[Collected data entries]
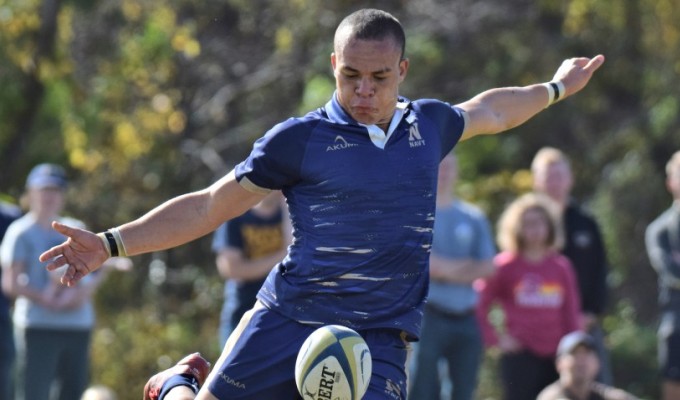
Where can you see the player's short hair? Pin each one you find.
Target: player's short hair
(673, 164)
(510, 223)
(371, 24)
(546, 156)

--

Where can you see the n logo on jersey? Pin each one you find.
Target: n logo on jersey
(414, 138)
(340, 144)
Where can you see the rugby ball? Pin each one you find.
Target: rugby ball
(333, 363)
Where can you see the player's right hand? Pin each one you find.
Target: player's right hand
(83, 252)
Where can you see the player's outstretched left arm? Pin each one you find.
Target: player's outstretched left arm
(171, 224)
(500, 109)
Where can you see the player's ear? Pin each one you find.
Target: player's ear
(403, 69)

» **What to work on**
Report how many lines in the records above contain the word "short". Give only the number.

» **Expected output**
2